The bill prompts the Coastal Resources Management Council to review its water type designations and climate change adaptation regulations.

But lawmakers said they were delaying the vote pending some additional amendments to the legislation; traditionally a sign in the General Assembly that the legislation might not have enough votes to pass.

A spokesperson for House Speaker Joe Shekarchi, D-Warwick, told ecoRI News just minutes before the legislation’s House vote that the bill was “being delayed while potential amendments are being worked on.”

“The amendments are still being worked on,” said Larry Berman, director of communications for the speaker’s office, when ecoRI News asked for details on potential amendments.

The legislation includes a new, seven-member, politically appointed advisory committee to review the water designations. It would include a representative from the Rhode Island Commerce Corporation, a representative from the building trades, two municipal planners from coastal communities (to be appointed by the head of each General Assembly chamber), an environmental organization, a Department of Environmental Management designee, and a CRMC chairperson designee.

Environmental groups oppose the legislation, seeing no need to revise the water types, especially when the question of agency reform and CRMC dysfunction remain unresolved.

Jed Thorp, director of advocacy for Save The Bay, told ecoRI News that the bill was unnecessary.

“This is going to create a ton of work for an already understaffed and under-resourced agency, at a time when you know they have bigger issues to be focused on right now,” Thorp said in a rercent phone interview. “I would say this is legislative overreach.”

The legislation was introduced by Rep. Pat Serpa, D-West Warwick, who represents inland municipalities and who announced earlier this year she was retiring at the end of the legislative session. Serpa, in an unusual move for a legislator, wasn’t present to answer questions on her bill from the House committee during its hearing in March and wasn’t present at its second vote on Thursday.

CRMC’s politically appointed executive body isn’t a stranger to legislative overreach. Up until the passage of the separation of powers constitutional amendment in 2004, lawmakers regularly served as council members making decisions on behalf of the agency. But even after the amendment, it would still take years, and a Supreme Court case, before the executive body was on the same page as the state Constitution.

John Marion, executive director of Common Cause Rhode Island, said the proposed law doesn’t create any issues under separation of powers.

“The CRMC is created by the Legislature, like all similar boards, and the Legislature can direct by statute what work it should perform,” Marion said. “If the Legislature were giving itself the power to veto a decision made by the CRMC that would violate the separation of powers.

“Likewise, if the Legislature were making appointments to the CRMC, or if legislators were serving on the CRMC — both of which happened prior to the separation of powers amendments passed in 2004 — that would violate the separation of powers.”

**What you need to do:**
#1 In the article on the coastal council bill, who introduced the legislation?
#2 From the article on the coastal council bill, write out the text from "The legislation was" to "the state Constitution.".
#3 Carry on the article about the Rhode Island coastal council bill from its final line.

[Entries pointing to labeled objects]

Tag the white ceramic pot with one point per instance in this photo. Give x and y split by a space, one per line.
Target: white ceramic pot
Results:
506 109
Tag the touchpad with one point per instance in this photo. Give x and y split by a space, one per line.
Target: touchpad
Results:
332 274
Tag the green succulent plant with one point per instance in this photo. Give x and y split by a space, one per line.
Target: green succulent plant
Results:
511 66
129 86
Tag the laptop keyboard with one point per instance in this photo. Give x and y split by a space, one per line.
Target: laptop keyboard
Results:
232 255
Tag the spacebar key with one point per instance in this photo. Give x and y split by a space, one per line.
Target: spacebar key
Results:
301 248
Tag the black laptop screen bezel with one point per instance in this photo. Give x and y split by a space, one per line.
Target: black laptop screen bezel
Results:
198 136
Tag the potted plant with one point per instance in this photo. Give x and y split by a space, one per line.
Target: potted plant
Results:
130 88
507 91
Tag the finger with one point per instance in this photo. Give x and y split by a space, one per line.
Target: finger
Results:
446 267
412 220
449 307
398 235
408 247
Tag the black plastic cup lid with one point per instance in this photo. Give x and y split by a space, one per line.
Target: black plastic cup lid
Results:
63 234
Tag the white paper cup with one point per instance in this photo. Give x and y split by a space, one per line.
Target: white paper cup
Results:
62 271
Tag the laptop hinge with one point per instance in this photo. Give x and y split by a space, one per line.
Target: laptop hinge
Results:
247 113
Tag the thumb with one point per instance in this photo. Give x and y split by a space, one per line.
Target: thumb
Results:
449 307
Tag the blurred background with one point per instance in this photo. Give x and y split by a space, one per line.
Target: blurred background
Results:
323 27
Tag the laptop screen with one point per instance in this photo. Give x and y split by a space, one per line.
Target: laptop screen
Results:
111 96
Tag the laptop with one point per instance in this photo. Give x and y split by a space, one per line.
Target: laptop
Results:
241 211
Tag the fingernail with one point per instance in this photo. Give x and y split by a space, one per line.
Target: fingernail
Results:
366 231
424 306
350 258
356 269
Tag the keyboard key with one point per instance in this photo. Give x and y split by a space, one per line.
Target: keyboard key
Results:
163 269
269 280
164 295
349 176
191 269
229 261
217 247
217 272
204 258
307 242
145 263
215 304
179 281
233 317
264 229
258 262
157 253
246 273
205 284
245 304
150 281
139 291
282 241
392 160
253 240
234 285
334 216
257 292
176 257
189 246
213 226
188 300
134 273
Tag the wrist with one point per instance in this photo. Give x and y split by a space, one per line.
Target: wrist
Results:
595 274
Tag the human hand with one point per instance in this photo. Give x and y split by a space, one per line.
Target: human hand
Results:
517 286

* * *

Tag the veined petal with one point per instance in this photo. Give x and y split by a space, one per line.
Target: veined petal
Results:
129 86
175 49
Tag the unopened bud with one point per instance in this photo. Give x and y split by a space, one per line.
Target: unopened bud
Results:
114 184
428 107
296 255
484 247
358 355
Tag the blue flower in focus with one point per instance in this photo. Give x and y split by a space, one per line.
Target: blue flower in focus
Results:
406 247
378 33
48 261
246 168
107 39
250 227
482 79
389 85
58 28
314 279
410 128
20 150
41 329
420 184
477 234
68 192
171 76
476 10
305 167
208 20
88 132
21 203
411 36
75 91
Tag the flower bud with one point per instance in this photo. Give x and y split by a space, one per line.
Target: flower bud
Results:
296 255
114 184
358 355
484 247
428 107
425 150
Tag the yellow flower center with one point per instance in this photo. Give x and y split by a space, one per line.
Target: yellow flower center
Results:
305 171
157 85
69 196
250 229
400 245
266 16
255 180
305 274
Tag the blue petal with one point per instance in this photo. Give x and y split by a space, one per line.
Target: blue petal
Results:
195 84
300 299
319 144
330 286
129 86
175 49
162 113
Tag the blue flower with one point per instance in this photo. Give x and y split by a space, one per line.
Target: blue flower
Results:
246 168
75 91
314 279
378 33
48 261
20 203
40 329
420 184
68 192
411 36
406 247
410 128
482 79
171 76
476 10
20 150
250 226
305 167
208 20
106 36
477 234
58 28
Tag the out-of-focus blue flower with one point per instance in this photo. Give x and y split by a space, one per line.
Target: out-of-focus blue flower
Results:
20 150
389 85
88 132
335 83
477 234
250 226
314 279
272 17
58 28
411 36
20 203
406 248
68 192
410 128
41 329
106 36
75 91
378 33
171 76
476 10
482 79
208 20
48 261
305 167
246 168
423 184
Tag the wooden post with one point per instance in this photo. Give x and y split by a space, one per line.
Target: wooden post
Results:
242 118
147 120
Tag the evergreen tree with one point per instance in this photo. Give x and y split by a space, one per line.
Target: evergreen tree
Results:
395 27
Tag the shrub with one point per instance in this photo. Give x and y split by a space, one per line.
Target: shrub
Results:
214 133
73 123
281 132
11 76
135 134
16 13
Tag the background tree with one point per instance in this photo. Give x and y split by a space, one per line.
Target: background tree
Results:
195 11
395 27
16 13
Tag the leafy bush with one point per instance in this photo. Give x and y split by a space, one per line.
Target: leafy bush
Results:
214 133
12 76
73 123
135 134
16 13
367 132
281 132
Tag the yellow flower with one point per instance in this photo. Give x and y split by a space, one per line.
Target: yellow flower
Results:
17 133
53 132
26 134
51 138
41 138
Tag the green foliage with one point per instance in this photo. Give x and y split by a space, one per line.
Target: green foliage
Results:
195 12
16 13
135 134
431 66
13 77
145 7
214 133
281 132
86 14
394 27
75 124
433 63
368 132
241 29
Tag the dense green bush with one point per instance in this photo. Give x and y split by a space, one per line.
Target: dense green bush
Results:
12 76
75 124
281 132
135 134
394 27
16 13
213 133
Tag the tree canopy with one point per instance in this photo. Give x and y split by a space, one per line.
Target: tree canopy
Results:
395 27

**The responses:**
#1 Rep. Pat Serpa, D-West Warwick

#2
The legislation was introduced by Rep. Pat Serpa, D-West Warwick, who represents inland municipalities and who announced earlier this year she was retiring at the end of the legislative session. Serpa, in an unusual move for a legislator, wasn’t present to answer questions on her bill from the House committee during its hearing in March and wasn’t present at its second vote on Thursday.

CRMC’s politically appointed executive body isn’t a stranger to legislative overreach. Up until the passage of the separation of powers constitutional amendment in 2004, lawmakers regularly served as council members making decisions on behalf of the agency. But even after the amendment, it would still take years, and a Supreme Court case, before the executive body was on the same page as the state Constitution.

#3
In most years, water type designations are an obscure and niche facet of state policy. The designations, drawn up and approved by CRMC’s coastal policy experts, divide the 400-plus miles of Rhode Island’s coastline into one of five different water types.

These types are similar to zoning ordinances, as they dictate what CRMC says a property owner or developer can build along a specific part of Narragansett Bay or the south shore facing the Atlantic Ocean.

They have been a hot topic in recent years, thanks to the controversy surrounding the Quidnessett Country Club in North Kingstown. The club, whose waterfront acreage is designated as Type 1 conservation waters, installed an illegal seawall with no CRMC permits three years ago.

Hardened structures, such as seawalls, are outright forbidden in Type 1 waters. The designation usually includes conservation areas, near wildlife refuges or other fragile habitats. But they also are typically areas of the coastline exposed to severe wave action, flooding, and erosion. Hardened structures like seawalls, while designed to protect property from coastal erosion, can in the long run make the problem worse.

What do CRMC staff think? Executive director Jeff Willis, during the bill’s hearing in March, said neither he nor the agency was taking an official stance on the legislation, but said that it was “premature.”

“We have processes to do that already,” Willis told committee members. “We have a great working relationship with municipalities that ask us to take another look at the water types along their shoreline and the activities associated with those water types, but we have a process to do that.”

Willis also said the agency already had tools to handle regulation updates and climate change adaptation through STORMTOOLs, which maps storm inundation around the state, and permit requirements in the Shoreline Change Special Area Management Plan, more commonly known as the Beach SAMP.

Willis’ characterization puts him on the opposite side of the issue from his predecessor, Grover Fugate, the only other executive director CRMC has had. Fugate, a 34-year veteran of the agency who retired in 2020, didn’t testify in person when the bill came up for its March hearing, but he did submit written testimony to committee members saying he was supporting the bill to reexamine water types.

In his letter to lawmakers, Fugate wrote that “it is now time to go back and look at the water types and make sure they are matching up to our current understanding of how our coastal areas have progressed and verify that the water types are still meeting the needs of the state.”

It’s an opinion with few bedfellows; the only other testimony supporting the legislation came from David Caldwell, vice president of Caldwell and Johnson, a home construction firm, and managing director of Caldwell Realty LLC.

Caldwell and Fugate are both listed on the website for Caldwell Coastal Solutions, which describes itself to homeowners as their “expert residential coastal building resource.”

Caldwell, representing the Rhode Island Builders Association, said he was supporting the bill because the data CRMC relied on was from the early 1980s.

“We’re building things right now that we know, even with the one extra foot, is from a standard from 1984,” Caldwell noted. “I can tell you in 1984 Ocean Mist used to have a very big beach in front of it that’s now gone. The world’s changing, the climate is changing, things are changing.”

H8216 was, again, held for further study.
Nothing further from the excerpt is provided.